→ **Problem to solve**
Reproduce all of the material word for word.

→ **Data extracted from a collection**

━━━━━━━━━━━━━━━━

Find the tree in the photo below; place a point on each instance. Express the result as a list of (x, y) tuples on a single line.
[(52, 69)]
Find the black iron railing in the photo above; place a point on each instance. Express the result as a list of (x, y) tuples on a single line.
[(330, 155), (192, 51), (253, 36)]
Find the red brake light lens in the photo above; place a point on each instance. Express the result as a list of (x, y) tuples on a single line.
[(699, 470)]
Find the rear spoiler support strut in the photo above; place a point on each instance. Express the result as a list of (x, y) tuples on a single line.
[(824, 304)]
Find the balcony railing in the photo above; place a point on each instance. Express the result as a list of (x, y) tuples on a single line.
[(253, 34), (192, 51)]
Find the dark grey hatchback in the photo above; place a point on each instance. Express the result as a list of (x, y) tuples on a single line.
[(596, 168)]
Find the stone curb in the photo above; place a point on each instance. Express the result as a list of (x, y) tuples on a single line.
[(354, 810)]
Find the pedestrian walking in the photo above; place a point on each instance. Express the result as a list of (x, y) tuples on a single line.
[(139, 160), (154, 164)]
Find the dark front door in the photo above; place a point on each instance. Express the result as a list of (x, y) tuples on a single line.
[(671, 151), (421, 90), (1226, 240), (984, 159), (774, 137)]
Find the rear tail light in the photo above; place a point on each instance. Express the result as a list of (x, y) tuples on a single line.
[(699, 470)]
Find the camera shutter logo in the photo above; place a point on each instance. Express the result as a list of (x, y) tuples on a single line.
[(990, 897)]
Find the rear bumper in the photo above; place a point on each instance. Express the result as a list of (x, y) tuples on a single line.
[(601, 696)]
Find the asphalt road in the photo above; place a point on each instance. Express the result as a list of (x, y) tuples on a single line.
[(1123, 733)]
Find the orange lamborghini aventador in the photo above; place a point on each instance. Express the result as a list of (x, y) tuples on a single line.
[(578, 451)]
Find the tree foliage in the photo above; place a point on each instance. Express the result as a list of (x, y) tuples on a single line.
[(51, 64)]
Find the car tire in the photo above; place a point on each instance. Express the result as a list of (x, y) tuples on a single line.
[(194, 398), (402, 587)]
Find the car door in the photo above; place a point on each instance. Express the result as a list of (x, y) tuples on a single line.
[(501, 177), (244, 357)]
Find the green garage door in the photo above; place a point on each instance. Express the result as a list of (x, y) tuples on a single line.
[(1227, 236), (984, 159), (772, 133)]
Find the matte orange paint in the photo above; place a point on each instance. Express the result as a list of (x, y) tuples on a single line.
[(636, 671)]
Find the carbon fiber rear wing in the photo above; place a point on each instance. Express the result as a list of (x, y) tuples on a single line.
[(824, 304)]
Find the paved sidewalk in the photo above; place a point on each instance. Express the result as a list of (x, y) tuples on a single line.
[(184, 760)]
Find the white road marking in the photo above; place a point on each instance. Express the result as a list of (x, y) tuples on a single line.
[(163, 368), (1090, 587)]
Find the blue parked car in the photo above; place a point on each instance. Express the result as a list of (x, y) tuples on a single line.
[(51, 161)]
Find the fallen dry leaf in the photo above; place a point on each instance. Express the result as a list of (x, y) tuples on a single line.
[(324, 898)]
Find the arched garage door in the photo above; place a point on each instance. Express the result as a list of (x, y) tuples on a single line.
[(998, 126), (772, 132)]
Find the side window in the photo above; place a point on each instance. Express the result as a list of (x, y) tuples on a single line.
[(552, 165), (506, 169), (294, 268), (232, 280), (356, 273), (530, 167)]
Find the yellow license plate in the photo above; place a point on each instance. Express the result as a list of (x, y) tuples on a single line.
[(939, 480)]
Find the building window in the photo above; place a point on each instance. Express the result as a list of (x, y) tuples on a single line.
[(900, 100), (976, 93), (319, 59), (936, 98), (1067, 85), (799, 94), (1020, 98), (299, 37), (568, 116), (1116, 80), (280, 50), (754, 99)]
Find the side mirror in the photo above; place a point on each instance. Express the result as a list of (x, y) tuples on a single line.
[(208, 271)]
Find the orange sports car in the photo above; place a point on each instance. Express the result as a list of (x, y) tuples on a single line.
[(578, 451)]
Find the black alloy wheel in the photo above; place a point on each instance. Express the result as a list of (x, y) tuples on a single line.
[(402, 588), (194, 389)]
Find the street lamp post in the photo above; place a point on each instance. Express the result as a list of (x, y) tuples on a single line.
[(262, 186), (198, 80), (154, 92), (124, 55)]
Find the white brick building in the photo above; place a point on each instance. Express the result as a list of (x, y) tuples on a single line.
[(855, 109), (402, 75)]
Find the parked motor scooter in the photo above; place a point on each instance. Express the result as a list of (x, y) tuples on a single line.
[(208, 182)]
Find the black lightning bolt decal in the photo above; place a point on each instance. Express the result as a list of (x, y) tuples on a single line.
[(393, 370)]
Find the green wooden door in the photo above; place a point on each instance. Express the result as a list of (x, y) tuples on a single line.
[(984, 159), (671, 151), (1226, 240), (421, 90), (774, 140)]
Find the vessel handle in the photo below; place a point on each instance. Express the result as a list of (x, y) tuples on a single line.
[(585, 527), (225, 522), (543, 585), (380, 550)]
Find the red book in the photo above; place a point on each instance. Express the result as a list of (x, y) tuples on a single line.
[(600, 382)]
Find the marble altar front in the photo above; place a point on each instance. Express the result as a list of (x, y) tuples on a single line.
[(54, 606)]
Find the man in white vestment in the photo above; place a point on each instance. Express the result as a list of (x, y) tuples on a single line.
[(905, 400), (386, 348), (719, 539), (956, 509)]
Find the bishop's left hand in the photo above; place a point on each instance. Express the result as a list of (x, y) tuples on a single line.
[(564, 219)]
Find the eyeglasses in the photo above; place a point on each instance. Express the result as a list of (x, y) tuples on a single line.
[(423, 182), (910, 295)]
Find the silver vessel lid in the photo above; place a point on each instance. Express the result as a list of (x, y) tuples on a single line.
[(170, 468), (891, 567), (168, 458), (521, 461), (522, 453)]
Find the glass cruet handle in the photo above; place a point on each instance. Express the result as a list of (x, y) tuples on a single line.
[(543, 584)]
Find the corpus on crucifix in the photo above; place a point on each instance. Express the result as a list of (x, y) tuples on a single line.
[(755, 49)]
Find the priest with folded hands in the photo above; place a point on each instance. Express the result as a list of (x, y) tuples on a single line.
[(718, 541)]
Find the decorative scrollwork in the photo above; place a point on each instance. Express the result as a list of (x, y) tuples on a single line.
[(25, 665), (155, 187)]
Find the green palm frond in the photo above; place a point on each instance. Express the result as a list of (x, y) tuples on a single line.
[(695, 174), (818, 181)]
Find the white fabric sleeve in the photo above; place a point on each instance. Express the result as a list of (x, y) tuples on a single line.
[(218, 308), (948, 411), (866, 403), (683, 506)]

━━━━━━━━━━━━━━━━

→ **Answer below**
Find the tree in the photo below; place a point on each instance. Express the result as a list of (x, y) tuples on a single line.
[(52, 69)]
Find the black iron railing in the photo above; place a point on each instance. Express the result as a list of (x, y) tuples on a single line.
[(330, 155), (192, 51), (253, 36)]
Find the red brake light lens in the photo above; place a point on each instance. Express the result as a list of (x, y) tuples on a single line.
[(699, 470)]
Find the rear spoiler support strut in the photo above; place a point on each instance. Express the result as a list of (x, y) tuples on a single line.
[(824, 304)]
Find the balcony railing in the photo above; place a point on each instance. Express the result as a list of (x, y) tuples on a single line.
[(253, 34), (192, 51)]
Find the dark grey hatchback in the photo above; place a point on each instance. Express the result as a list of (x, y) tuples on a single line.
[(596, 168)]
Find the stone curb in the photo above; place a point on each instance. Express the result as a list of (x, y) tuples on a single line.
[(354, 810)]
Find the pedestrian walking in the photo above; place a point on each instance. Express the result as a list of (x, y) tuples on a single line.
[(139, 160), (154, 164)]
Find the dark front door in the photo above; place a point on each instance. Express the result as a list of (x, y) tuples on a single line.
[(671, 151), (421, 90), (1226, 240), (984, 159), (774, 137)]
Find the rear tail light in the photo above; place a point on each instance. Express the result as a list of (x, y) tuples on a single line.
[(699, 470)]
Find the camera shutter logo in the photo above; place a point on each instance. Express the result as a list of (x, y) tuples on a single line.
[(990, 897)]
Find the rear bumper in the photo above; place a point on each instance. Express the result as a list of (x, y) tuples on a single line.
[(601, 696)]
Find the asphalt road in the photo above; place a point on each instance. Express the result as a list of (x, y) tuples on a single line.
[(1123, 733)]
Find the orange lamborghini aventador in the photo above; place a point on each instance. Express the result as a list of (x, y) tuples on a single line.
[(578, 451)]
Find the tree foliage in the photo above; place a point on each instance. Express the result as a list of (x, y) tuples on a single line.
[(51, 64)]
Find the car tire in the photo above; place a point on each instance. Express the result as a list of (x, y) tuples on a single line.
[(194, 398), (402, 587)]
Find the car door in the photo above; place a point on each instance. Express the result as a list of (x, y) tuples on a single line.
[(501, 177), (244, 357)]
Find the green garage door in the photo above; place a point on each instance. Express the result as a list of (x, y) tuples on a single line.
[(1227, 236), (984, 159), (772, 133)]
Find the matte orange paint in the photo above; place a point on each instance. Express the result as a list of (x, y) tuples on a single line.
[(636, 671)]
Find the carbon fiber rear wing in the photo above; place a point on each instance. Express the result as a list of (x, y) tuples on a single line.
[(824, 304)]
Find the paved sidewalk in the photo above; place a point on each instance. Express the result as a list of (x, y) tuples on a single line.
[(184, 760)]
Find the white road marking in the photo above; place a point on each instance. Express the result as a list of (x, y) tuples on a single line.
[(163, 368), (1090, 587)]
Find the blue parked car in the photo above; place a point on each instance. Express the result as a list of (x, y) tuples on a single line.
[(51, 161)]
Find the fallen dry leaf in the photo above; place a point on each instance. Express the result as a list of (x, y) tuples on a single line.
[(324, 898)]
Find the arched garage door in the photo above; place a point on each instance. Express the result as a list of (x, y) tuples on a single line.
[(998, 126), (772, 132)]
Find the side window in the photo above; place a point on each instance. Express the result as a list of (x, y) tuples on a single line.
[(552, 165), (506, 169), (294, 268), (232, 280), (356, 273), (530, 167)]
Find the yellow license plate in the photo above; place a point on each instance. Express the result as a list of (x, y) tuples on a single line.
[(939, 480)]
Find the building window in the photo above; place a point on each instance. Express the result as a list of (x, y) tuples on a single line.
[(900, 100), (976, 93), (319, 59), (936, 98), (1067, 85), (799, 94), (1020, 98), (299, 37), (568, 116), (1116, 80), (280, 50), (754, 99)]
Find the side mirror in the photo above; place a point on each instance. Express the result as a list of (x, y) tuples on a single line.
[(208, 271)]
Find the orange sports car in the photo above; place a point on each instance. Express the result as a list of (x, y) tuples on a single line.
[(578, 451)]
Find the black alloy wheel in the photo above; place a point on each instance. Express the result as a list of (x, y) tuples on a single line.
[(402, 588), (194, 389)]
Find the street lamp post in the photo above; place a point on each instance. Express the result as a list of (x, y) tuples on a single line.
[(262, 186), (198, 80), (154, 92), (124, 55)]
Find the white brick building in the photo above; place a point on each instance. Express the result as a list of (x, y) tuples on a single line.
[(855, 109), (402, 75)]
Find the parked motor scooter in the photo above; place a point on each instance. Express the result as a list of (x, y) tuples on a single line.
[(208, 182)]
Find the black lightning bolt decal in the photo above; place a point on each instance. Express the result as a list of (x, y) tuples on a single line.
[(393, 370)]
Find the green wooden door in the photo above; place a point on each instance. Express the result as a list of (x, y) tuples on a single line.
[(984, 159), (671, 151), (1226, 240), (421, 90), (774, 140)]
Find the vessel handle in the photo below; place a point on each instance. Express the result as a list of (x, y) tuples on a single line.
[(585, 527), (225, 522), (543, 585), (380, 550)]
Find the red book in the photo above; place a point on each instance. Express the result as a list of (x, y) tuples on a single line.
[(600, 382)]
Find the marble altar front in the photo above; place a point on each instance. Express the result as a list of (x, y) tuples on a single line.
[(54, 606)]
Find the man in white vestment in the photo above; place a point on each instance. Express the result as a list of (x, y) tuples on a single line.
[(905, 400), (386, 348), (719, 539), (956, 509)]
Find the bishop's left hand in the photo above; place a point on each instance. Express the result as a list of (x, y) tuples on a single line.
[(564, 219)]
Find the eyeglasses in the photo above; place a point on each instance. Express the result as a list of (x, y) tuples on a single line.
[(423, 182), (910, 295)]
Find the silver vessel lid in the photo above; place a point on each instance. Express the result as a list of (x, y) tuples on a single line.
[(170, 468), (891, 567), (168, 458), (521, 461), (522, 453)]
Find the glass cruet handle in the photo above; place a point on each instance. Express the result as a list of (x, y) tuples on a single line.
[(543, 584)]
Find the corpus on crucifix in the photo above; place a point on each instance. Express the result as a list of (x, y) tuples on a single line.
[(755, 49)]
Find the priest with folded hands in the photo above; place a point on each instance. Express the result as a list of (x, y) tuples on a single line.
[(718, 541)]
Find the decorative scrollwork in the photo above; place a point on each instance. Express the result as a list of (x, y) tuples on a single line.
[(25, 665), (155, 187)]
Find the green palm frond in the photo above; place a point on each instance. Express the result as a list of (x, y) tuples on a single line.
[(695, 174), (818, 181)]
Find the white fabric sleeve in the photo above; place a point on each instance. Express the result as a list of (x, y) tuples on a single line.
[(218, 308), (948, 411), (866, 403), (683, 506)]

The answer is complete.